What you should do:
Collect every line of the listing below that contains the string "positive", where case counts.

[Data excerpts]
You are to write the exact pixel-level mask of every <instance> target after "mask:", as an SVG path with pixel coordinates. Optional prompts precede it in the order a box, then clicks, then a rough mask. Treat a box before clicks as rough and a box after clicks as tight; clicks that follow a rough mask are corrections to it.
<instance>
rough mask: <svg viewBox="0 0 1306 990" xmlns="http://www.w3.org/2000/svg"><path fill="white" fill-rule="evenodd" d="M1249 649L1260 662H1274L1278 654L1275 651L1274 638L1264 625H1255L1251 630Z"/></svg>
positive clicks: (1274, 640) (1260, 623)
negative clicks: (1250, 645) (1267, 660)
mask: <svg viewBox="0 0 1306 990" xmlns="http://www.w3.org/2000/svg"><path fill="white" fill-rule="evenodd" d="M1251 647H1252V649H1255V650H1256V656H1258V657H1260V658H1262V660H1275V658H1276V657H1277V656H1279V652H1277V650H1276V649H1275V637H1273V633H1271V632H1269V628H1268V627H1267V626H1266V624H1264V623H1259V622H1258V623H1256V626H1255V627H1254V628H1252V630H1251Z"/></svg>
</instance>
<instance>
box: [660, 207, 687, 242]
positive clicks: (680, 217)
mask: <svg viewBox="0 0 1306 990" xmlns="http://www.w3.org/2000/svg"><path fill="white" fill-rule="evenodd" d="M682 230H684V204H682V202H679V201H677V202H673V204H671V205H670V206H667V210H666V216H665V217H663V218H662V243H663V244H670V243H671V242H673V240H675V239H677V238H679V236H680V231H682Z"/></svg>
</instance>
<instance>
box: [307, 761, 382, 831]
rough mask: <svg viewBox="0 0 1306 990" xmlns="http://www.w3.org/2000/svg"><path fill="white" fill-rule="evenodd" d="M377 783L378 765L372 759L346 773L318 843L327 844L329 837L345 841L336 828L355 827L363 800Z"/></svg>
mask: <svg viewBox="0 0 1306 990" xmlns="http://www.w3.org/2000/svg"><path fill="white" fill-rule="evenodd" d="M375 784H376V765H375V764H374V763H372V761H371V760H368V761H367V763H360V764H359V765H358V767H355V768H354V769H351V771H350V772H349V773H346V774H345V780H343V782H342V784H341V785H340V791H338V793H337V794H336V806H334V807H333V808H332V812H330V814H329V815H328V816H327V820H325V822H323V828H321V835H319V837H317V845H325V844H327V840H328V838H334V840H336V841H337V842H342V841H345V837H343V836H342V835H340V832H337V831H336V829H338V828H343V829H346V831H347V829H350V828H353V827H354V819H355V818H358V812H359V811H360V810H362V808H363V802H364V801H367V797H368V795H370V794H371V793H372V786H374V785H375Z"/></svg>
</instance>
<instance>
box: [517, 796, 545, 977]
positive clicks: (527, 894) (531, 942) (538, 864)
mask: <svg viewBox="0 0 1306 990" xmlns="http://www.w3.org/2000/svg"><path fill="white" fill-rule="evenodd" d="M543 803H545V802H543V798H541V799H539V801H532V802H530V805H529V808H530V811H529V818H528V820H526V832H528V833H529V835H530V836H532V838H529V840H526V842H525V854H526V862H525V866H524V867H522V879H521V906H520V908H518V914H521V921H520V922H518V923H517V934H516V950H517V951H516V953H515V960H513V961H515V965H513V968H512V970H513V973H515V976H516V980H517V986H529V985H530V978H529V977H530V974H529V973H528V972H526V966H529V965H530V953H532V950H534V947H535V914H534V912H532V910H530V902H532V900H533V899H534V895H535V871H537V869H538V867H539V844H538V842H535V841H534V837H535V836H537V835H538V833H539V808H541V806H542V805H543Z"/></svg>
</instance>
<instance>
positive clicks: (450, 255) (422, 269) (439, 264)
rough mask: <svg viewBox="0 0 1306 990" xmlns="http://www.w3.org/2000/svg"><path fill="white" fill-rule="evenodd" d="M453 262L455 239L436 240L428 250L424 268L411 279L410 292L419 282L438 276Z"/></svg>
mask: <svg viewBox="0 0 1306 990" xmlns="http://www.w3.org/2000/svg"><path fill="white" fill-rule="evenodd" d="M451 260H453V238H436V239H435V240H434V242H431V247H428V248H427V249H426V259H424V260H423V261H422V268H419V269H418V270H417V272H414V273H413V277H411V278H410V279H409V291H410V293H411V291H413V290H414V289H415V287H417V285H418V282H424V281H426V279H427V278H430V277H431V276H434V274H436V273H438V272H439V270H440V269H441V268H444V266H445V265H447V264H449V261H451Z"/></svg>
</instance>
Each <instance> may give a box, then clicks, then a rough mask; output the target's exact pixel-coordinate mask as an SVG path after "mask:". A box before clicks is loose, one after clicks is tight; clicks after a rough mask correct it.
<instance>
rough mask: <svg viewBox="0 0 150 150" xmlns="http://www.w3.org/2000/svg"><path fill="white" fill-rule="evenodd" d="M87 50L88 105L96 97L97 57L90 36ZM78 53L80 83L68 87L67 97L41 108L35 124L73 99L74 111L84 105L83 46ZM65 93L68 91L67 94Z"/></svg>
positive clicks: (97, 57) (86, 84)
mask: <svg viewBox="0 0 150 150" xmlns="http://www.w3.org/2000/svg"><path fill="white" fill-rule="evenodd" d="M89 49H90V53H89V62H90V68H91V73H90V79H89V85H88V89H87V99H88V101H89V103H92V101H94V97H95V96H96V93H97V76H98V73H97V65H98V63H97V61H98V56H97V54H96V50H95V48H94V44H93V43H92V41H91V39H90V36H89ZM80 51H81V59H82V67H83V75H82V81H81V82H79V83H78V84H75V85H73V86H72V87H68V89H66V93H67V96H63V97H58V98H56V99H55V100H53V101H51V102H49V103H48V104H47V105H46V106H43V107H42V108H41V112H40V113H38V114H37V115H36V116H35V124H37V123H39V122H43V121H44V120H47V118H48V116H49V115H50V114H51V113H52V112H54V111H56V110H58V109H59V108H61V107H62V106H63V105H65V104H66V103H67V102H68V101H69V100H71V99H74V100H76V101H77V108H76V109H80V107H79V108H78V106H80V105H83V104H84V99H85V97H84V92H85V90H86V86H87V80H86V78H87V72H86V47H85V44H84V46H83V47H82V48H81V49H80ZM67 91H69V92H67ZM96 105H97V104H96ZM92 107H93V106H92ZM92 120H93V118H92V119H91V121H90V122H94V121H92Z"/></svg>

Written reply:
positive clicks: (1274, 640) (1260, 623)
positive clicks: (680, 217)
positive clicks: (527, 894) (531, 942) (538, 864)
positive clicks: (450, 255) (422, 269) (439, 264)
positive clicks: (97, 57) (86, 84)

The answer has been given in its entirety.